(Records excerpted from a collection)
*** Begin section ***
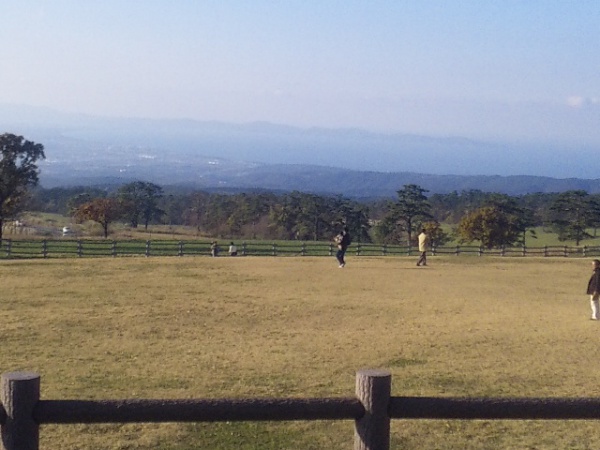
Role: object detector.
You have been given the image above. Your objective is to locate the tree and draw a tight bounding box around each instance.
[117,181,163,229]
[590,194,600,237]
[0,133,45,240]
[28,187,106,215]
[457,204,525,249]
[548,190,599,245]
[328,195,371,243]
[372,212,405,244]
[73,198,124,238]
[483,194,537,245]
[183,191,211,232]
[421,220,451,248]
[162,194,188,226]
[66,191,104,215]
[270,191,318,240]
[391,184,432,245]
[225,193,275,238]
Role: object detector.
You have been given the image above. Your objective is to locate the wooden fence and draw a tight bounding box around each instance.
[4,369,600,449]
[2,238,600,259]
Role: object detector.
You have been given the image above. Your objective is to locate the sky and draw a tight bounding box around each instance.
[1,1,599,145]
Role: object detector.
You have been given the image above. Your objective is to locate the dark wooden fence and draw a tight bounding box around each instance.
[2,238,600,259]
[3,369,600,449]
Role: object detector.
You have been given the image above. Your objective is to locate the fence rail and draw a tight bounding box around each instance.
[3,370,600,449]
[2,238,600,259]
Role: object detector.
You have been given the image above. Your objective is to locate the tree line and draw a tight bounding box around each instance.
[3,132,600,247]
[24,182,600,248]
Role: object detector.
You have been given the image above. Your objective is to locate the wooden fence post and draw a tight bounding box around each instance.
[41,240,47,258]
[354,369,391,450]
[1,371,40,450]
[145,240,150,257]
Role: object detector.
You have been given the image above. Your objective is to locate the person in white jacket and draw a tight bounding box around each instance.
[416,229,429,266]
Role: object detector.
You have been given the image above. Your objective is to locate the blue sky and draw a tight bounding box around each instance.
[1,1,599,144]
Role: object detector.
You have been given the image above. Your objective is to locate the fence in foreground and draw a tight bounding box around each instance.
[3,369,600,449]
[2,238,600,259]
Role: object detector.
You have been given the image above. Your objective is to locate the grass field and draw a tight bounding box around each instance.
[2,254,600,449]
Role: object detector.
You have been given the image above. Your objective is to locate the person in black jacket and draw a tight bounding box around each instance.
[586,259,600,320]
[334,227,351,268]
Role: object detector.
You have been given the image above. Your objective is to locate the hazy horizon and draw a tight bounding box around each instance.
[2,102,599,182]
[1,2,599,145]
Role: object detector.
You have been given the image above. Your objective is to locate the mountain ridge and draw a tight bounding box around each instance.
[2,103,600,198]
[40,160,600,199]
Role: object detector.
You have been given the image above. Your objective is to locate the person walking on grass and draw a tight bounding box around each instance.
[334,227,351,268]
[416,228,429,266]
[587,259,600,320]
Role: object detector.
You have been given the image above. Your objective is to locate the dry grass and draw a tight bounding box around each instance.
[1,255,599,449]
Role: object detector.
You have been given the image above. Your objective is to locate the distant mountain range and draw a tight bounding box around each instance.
[2,103,600,198]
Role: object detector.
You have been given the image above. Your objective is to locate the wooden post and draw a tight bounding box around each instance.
[41,240,47,258]
[145,240,150,257]
[354,369,391,450]
[1,371,40,450]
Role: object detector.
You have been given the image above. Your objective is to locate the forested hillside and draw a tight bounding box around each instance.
[22,183,600,249]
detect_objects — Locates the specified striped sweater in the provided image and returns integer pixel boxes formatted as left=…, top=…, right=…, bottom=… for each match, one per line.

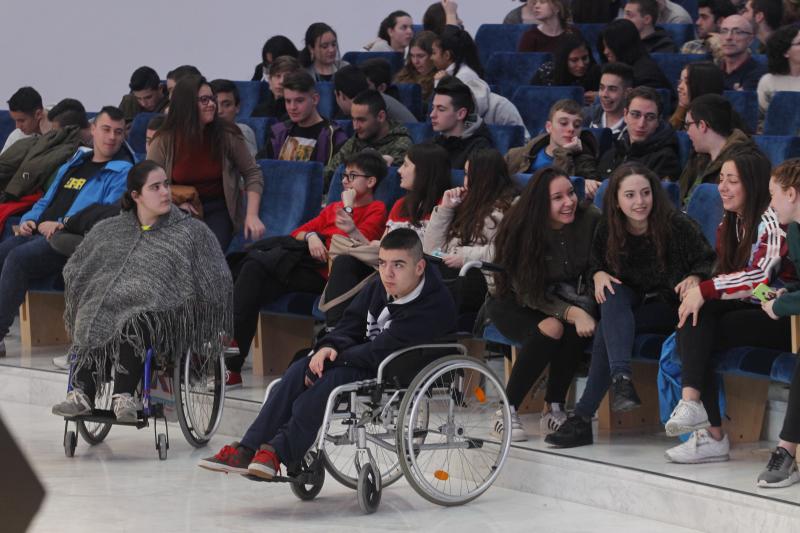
left=698, top=207, right=797, bottom=301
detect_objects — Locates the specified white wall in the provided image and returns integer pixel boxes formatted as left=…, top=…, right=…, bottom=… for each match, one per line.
left=0, top=0, right=512, bottom=111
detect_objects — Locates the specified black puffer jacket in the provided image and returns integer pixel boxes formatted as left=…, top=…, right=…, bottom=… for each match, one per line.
left=433, top=118, right=495, bottom=170
left=598, top=122, right=680, bottom=180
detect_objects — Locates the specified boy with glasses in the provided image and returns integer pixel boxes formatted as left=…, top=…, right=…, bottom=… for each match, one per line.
left=223, top=149, right=388, bottom=387
left=598, top=87, right=680, bottom=181
left=719, top=14, right=767, bottom=89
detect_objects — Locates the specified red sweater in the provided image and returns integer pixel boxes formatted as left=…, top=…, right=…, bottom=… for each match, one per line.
left=171, top=133, right=224, bottom=199
left=290, top=200, right=388, bottom=278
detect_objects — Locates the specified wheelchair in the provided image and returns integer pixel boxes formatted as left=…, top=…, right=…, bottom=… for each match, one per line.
left=251, top=342, right=513, bottom=514
left=60, top=346, right=226, bottom=460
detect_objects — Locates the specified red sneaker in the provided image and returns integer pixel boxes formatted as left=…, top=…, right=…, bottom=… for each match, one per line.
left=225, top=370, right=243, bottom=390
left=197, top=442, right=254, bottom=474
left=248, top=445, right=281, bottom=479
left=225, top=339, right=240, bottom=356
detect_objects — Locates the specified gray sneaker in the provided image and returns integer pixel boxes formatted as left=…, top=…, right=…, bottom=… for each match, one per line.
left=52, top=354, right=70, bottom=370
left=52, top=390, right=93, bottom=417
left=758, top=447, right=800, bottom=488
left=112, top=393, right=140, bottom=423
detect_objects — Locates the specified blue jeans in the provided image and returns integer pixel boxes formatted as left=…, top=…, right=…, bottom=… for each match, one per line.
left=574, top=283, right=677, bottom=418
left=0, top=235, right=68, bottom=339
left=241, top=357, right=370, bottom=465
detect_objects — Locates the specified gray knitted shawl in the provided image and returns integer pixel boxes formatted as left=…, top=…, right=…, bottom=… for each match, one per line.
left=64, top=205, right=233, bottom=379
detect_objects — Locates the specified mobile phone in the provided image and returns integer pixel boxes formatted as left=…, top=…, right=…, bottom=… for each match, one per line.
left=753, top=283, right=775, bottom=303
left=431, top=250, right=446, bottom=258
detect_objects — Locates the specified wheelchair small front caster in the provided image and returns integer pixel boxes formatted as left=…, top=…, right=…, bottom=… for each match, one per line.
left=156, top=433, right=168, bottom=460
left=357, top=463, right=381, bottom=514
left=64, top=430, right=77, bottom=458
left=290, top=451, right=325, bottom=501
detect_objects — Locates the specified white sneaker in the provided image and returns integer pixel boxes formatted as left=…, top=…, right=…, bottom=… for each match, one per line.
left=492, top=406, right=527, bottom=442
left=540, top=403, right=567, bottom=435
left=665, top=429, right=730, bottom=464
left=112, top=393, right=140, bottom=423
left=53, top=354, right=70, bottom=370
left=665, top=399, right=710, bottom=437
left=52, top=389, right=93, bottom=417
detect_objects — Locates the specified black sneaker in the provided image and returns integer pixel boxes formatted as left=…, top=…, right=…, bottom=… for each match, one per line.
left=544, top=414, right=593, bottom=448
left=611, top=374, right=641, bottom=412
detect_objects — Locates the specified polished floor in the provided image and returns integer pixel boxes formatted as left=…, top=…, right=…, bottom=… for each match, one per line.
left=1, top=401, right=702, bottom=533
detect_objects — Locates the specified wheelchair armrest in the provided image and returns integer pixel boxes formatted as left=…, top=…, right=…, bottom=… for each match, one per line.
left=458, top=260, right=503, bottom=277
left=376, top=343, right=467, bottom=384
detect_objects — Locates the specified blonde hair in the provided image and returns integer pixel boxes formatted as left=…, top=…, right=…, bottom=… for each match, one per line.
left=772, top=158, right=800, bottom=191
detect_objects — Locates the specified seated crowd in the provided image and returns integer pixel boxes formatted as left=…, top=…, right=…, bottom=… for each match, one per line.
left=3, top=0, right=800, bottom=492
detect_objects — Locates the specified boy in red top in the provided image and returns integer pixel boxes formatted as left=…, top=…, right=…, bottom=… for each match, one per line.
left=226, top=149, right=388, bottom=386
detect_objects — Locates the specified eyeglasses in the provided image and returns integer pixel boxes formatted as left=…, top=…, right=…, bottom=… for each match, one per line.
left=198, top=95, right=218, bottom=106
left=627, top=110, right=659, bottom=123
left=683, top=120, right=697, bottom=131
left=342, top=172, right=369, bottom=182
left=719, top=28, right=753, bottom=37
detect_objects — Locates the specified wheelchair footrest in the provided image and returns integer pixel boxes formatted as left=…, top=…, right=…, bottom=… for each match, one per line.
left=243, top=474, right=296, bottom=484
left=63, top=408, right=152, bottom=429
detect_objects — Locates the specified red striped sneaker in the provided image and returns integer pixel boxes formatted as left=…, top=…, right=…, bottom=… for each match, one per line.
left=198, top=442, right=254, bottom=474
left=247, top=445, right=281, bottom=480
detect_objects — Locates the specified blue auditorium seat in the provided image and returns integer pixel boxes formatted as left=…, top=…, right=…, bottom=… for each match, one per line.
left=676, top=0, right=699, bottom=19
left=751, top=54, right=767, bottom=71
left=237, top=117, right=274, bottom=152
left=342, top=51, right=405, bottom=75
left=575, top=24, right=605, bottom=58
left=676, top=131, right=693, bottom=169
left=315, top=82, right=337, bottom=120
left=404, top=122, right=434, bottom=144
left=327, top=164, right=405, bottom=210
left=484, top=52, right=552, bottom=98
left=754, top=135, right=800, bottom=166
left=771, top=353, right=798, bottom=384
left=589, top=127, right=613, bottom=155
left=233, top=81, right=263, bottom=119
left=724, top=90, right=758, bottom=134
left=511, top=85, right=584, bottom=136
left=661, top=24, right=696, bottom=48
left=487, top=125, right=526, bottom=155
left=763, top=92, right=800, bottom=136
left=334, top=119, right=354, bottom=137
left=475, top=24, right=533, bottom=67
left=650, top=53, right=710, bottom=88
left=395, top=83, right=424, bottom=120
left=127, top=112, right=159, bottom=154
left=227, top=160, right=324, bottom=254
left=685, top=183, right=723, bottom=246
left=0, top=111, right=16, bottom=148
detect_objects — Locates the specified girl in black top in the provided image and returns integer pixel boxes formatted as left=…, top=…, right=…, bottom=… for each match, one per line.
left=531, top=34, right=601, bottom=106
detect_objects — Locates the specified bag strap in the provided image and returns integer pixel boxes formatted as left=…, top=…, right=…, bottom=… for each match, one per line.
left=318, top=272, right=377, bottom=312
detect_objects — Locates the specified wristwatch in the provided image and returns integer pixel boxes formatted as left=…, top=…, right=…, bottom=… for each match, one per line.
left=343, top=206, right=353, bottom=215
left=304, top=231, right=318, bottom=242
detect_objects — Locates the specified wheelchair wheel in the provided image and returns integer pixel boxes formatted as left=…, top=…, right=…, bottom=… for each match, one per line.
left=357, top=463, right=381, bottom=514
left=321, top=393, right=410, bottom=490
left=290, top=451, right=325, bottom=501
left=64, top=429, right=77, bottom=457
left=174, top=349, right=225, bottom=447
left=397, top=355, right=512, bottom=507
left=77, top=375, right=114, bottom=445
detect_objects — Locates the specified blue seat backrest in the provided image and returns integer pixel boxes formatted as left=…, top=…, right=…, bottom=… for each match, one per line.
left=593, top=180, right=681, bottom=210
left=127, top=112, right=160, bottom=154
left=676, top=130, right=693, bottom=169
left=334, top=119, right=354, bottom=137
left=395, top=83, right=424, bottom=120
left=511, top=85, right=584, bottom=136
left=650, top=53, right=710, bottom=88
left=342, top=51, right=405, bottom=75
left=451, top=169, right=465, bottom=186
left=485, top=52, right=552, bottom=98
left=327, top=164, right=405, bottom=211
left=0, top=111, right=16, bottom=148
left=487, top=125, right=526, bottom=155
left=724, top=90, right=758, bottom=134
left=234, top=81, right=263, bottom=119
left=752, top=54, right=767, bottom=70
left=315, top=82, right=337, bottom=120
left=575, top=23, right=606, bottom=57
left=227, top=160, right=324, bottom=253
left=686, top=183, right=723, bottom=247
left=763, top=92, right=800, bottom=136
left=655, top=88, right=672, bottom=118
left=661, top=24, right=695, bottom=48
left=754, top=135, right=800, bottom=166
left=475, top=24, right=533, bottom=67
left=589, top=127, right=613, bottom=155
left=412, top=24, right=424, bottom=34
left=237, top=117, right=274, bottom=152
left=404, top=122, right=434, bottom=144
left=676, top=0, right=699, bottom=19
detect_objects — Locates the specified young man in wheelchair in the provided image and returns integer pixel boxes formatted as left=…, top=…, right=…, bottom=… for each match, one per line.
left=199, top=228, right=456, bottom=478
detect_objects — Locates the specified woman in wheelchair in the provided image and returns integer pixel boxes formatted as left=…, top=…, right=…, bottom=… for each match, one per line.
left=52, top=160, right=232, bottom=422
left=199, top=229, right=456, bottom=478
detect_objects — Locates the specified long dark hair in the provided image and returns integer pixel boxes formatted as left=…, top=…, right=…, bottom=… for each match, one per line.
left=447, top=148, right=516, bottom=246
left=298, top=22, right=338, bottom=67
left=121, top=160, right=164, bottom=211
left=552, top=33, right=599, bottom=87
left=603, top=162, right=674, bottom=274
left=155, top=75, right=239, bottom=160
left=402, top=144, right=451, bottom=226
left=261, top=35, right=299, bottom=66
left=493, top=166, right=573, bottom=299
left=716, top=149, right=773, bottom=274
left=435, top=26, right=485, bottom=79
left=685, top=61, right=724, bottom=101
left=767, top=24, right=800, bottom=75
left=598, top=19, right=647, bottom=66
left=378, top=10, right=411, bottom=43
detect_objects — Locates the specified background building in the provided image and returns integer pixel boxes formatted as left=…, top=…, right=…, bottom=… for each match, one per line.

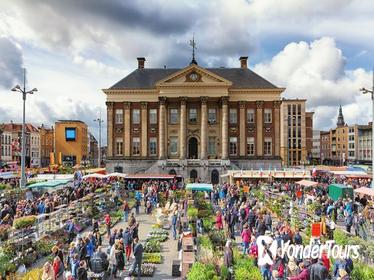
left=39, top=124, right=54, bottom=167
left=280, top=99, right=313, bottom=166
left=320, top=131, right=331, bottom=165
left=27, top=124, right=40, bottom=168
left=88, top=133, right=99, bottom=167
left=104, top=56, right=286, bottom=182
left=356, top=123, right=372, bottom=163
left=312, top=130, right=321, bottom=164
left=55, top=120, right=88, bottom=166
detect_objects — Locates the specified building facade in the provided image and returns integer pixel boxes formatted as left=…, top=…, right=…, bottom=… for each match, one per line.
left=28, top=124, right=40, bottom=168
left=55, top=120, right=88, bottom=166
left=104, top=57, right=285, bottom=182
left=312, top=130, right=321, bottom=164
left=279, top=99, right=313, bottom=166
left=320, top=131, right=330, bottom=165
left=356, top=124, right=372, bottom=163
left=39, top=125, right=54, bottom=167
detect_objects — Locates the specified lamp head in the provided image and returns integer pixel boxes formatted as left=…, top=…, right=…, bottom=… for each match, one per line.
left=360, top=87, right=369, bottom=94
left=11, top=85, right=21, bottom=92
left=32, top=88, right=38, bottom=92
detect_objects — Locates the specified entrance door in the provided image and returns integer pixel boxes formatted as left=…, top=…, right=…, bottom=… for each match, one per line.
left=190, top=169, right=198, bottom=182
left=188, top=137, right=198, bottom=159
left=211, top=169, right=219, bottom=184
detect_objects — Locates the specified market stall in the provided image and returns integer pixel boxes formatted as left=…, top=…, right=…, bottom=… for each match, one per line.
left=328, top=183, right=353, bottom=201
left=354, top=187, right=374, bottom=198
left=295, top=179, right=319, bottom=187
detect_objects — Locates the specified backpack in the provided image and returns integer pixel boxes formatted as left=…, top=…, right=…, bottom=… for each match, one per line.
left=90, top=253, right=104, bottom=273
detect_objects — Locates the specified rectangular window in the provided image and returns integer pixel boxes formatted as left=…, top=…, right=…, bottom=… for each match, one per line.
left=264, top=109, right=272, bottom=123
left=149, top=137, right=157, bottom=156
left=264, top=137, right=272, bottom=156
left=229, top=108, right=237, bottom=124
left=246, top=137, right=255, bottom=156
left=208, top=108, right=216, bottom=124
left=229, top=137, right=237, bottom=155
left=132, top=137, right=140, bottom=155
left=115, top=109, right=123, bottom=124
left=247, top=109, right=255, bottom=123
left=169, top=137, right=178, bottom=155
left=208, top=137, right=216, bottom=155
left=170, top=109, right=178, bottom=124
left=132, top=109, right=140, bottom=124
left=189, top=108, right=197, bottom=123
left=115, top=138, right=123, bottom=156
left=149, top=109, right=157, bottom=124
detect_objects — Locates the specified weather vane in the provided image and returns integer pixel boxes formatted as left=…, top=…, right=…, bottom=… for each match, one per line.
left=189, top=35, right=197, bottom=65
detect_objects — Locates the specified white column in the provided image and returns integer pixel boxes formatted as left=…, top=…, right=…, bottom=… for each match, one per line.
left=221, top=97, right=229, bottom=159
left=180, top=97, right=187, bottom=159
left=141, top=102, right=148, bottom=157
left=158, top=97, right=166, bottom=159
left=200, top=97, right=208, bottom=159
*** End section ***
Output only the lines from the one holding "detect_objects — Locates the specified white column" through the last line above, exactly as they appear.

Problem solution:
detect_objects — Locates the specified white column in the provided image and returns integer pixel boxes formatted as left=…, top=…, right=…, bottom=… for each match, one per line.
left=221, top=97, right=229, bottom=159
left=180, top=97, right=187, bottom=159
left=141, top=102, right=148, bottom=157
left=158, top=97, right=166, bottom=159
left=200, top=97, right=208, bottom=159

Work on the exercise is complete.